§ Try it
Your task is to transcribe the entries exactly.

### Data excerpts ###

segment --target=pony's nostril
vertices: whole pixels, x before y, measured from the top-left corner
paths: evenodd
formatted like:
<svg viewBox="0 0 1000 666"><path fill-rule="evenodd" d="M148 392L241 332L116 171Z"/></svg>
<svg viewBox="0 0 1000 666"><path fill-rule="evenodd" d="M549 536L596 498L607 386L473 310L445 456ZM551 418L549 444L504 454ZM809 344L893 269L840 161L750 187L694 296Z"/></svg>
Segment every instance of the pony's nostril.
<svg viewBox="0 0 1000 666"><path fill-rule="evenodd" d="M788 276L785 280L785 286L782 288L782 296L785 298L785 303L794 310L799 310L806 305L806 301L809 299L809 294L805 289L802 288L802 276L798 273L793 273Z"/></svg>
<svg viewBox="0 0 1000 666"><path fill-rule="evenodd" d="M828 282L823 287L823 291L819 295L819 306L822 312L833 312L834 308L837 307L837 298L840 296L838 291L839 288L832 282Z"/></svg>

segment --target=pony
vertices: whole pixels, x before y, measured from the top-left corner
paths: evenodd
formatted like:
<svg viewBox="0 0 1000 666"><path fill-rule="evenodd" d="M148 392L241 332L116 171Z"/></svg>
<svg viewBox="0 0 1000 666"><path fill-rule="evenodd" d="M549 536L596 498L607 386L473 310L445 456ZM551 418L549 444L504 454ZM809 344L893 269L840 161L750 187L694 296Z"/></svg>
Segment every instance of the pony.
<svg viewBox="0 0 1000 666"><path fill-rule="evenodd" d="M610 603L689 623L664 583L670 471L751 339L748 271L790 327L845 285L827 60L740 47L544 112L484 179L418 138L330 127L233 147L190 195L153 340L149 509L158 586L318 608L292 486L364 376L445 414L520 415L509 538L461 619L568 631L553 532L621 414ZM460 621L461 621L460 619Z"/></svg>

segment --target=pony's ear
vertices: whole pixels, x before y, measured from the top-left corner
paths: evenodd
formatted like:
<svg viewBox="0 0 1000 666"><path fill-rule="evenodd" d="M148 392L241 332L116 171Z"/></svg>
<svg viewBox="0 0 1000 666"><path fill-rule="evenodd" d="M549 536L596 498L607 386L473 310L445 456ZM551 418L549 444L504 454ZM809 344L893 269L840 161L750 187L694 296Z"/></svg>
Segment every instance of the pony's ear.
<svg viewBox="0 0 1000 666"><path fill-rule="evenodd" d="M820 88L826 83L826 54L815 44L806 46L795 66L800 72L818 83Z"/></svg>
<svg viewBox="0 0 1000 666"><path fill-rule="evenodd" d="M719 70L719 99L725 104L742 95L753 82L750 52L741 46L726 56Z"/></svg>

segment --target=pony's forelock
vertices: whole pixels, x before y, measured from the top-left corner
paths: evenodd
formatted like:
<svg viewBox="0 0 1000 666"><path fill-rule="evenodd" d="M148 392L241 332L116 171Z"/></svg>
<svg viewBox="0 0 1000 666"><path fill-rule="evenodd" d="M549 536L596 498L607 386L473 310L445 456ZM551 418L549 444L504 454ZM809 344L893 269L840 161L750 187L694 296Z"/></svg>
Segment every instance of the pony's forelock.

###

§ Written response
segment --target=pony's nostril
vertices: whole pixels, x before y, measured from the top-left corner
paths: evenodd
formatted like:
<svg viewBox="0 0 1000 666"><path fill-rule="evenodd" d="M148 392L241 332L116 171Z"/></svg>
<svg viewBox="0 0 1000 666"><path fill-rule="evenodd" d="M549 536L596 498L607 386L473 310L445 456ZM551 418L549 444L504 454ZM809 344L893 269L840 161L750 187L694 296Z"/></svg>
Segment every instance of the pony's nostril.
<svg viewBox="0 0 1000 666"><path fill-rule="evenodd" d="M788 276L785 280L785 286L782 288L782 296L785 298L785 303L794 310L799 310L806 305L806 301L809 299L809 294L805 289L802 288L802 276L798 273L793 273Z"/></svg>
<svg viewBox="0 0 1000 666"><path fill-rule="evenodd" d="M828 282L823 287L823 291L819 295L819 306L822 312L833 312L834 308L837 307L837 298L840 296L838 291L839 288L832 282Z"/></svg>

segment --target=pony
vertices: whole pixels, x before y, measured from the top-left corner
paths: evenodd
formatted like:
<svg viewBox="0 0 1000 666"><path fill-rule="evenodd" d="M148 392L241 332L116 171Z"/></svg>
<svg viewBox="0 0 1000 666"><path fill-rule="evenodd" d="M549 536L596 498L607 386L473 310L445 456ZM551 418L549 444L504 454ZM809 344L893 269L840 161L750 187L694 296Z"/></svg>
Segment every instance of the pony.
<svg viewBox="0 0 1000 666"><path fill-rule="evenodd" d="M610 603L689 623L664 583L670 471L751 339L748 271L790 327L845 285L827 60L740 47L544 112L484 179L418 138L330 127L233 147L190 195L153 340L149 509L158 586L318 608L292 486L364 376L445 414L520 415L509 538L461 619L568 631L553 532L621 414ZM460 621L461 621L460 619Z"/></svg>

segment --target=pony's ear
vertices: whole pixels, x before y, measured from the top-left corner
paths: evenodd
formatted like:
<svg viewBox="0 0 1000 666"><path fill-rule="evenodd" d="M148 392L241 332L116 171Z"/></svg>
<svg viewBox="0 0 1000 666"><path fill-rule="evenodd" d="M549 536L596 498L607 386L473 310L445 456ZM551 418L549 444L504 454ZM809 344L893 269L840 161L750 187L694 296Z"/></svg>
Segment every instance of the pony's ear.
<svg viewBox="0 0 1000 666"><path fill-rule="evenodd" d="M820 88L826 83L826 54L815 44L806 46L795 66L800 72L818 83Z"/></svg>
<svg viewBox="0 0 1000 666"><path fill-rule="evenodd" d="M719 70L719 99L725 104L742 95L753 82L750 52L741 46L726 56Z"/></svg>

segment --target=pony's forelock
vertices: whole pixels, x before y, measured from the top-left corner
paths: evenodd
formatted like:
<svg viewBox="0 0 1000 666"><path fill-rule="evenodd" d="M148 392L241 332L116 171Z"/></svg>
<svg viewBox="0 0 1000 666"><path fill-rule="evenodd" d="M549 536L596 498L607 386L473 310L445 456ZM551 418L549 444L504 454ZM809 344L893 269L840 161L750 187L694 296Z"/></svg>
Segment every instance of the pony's forelock.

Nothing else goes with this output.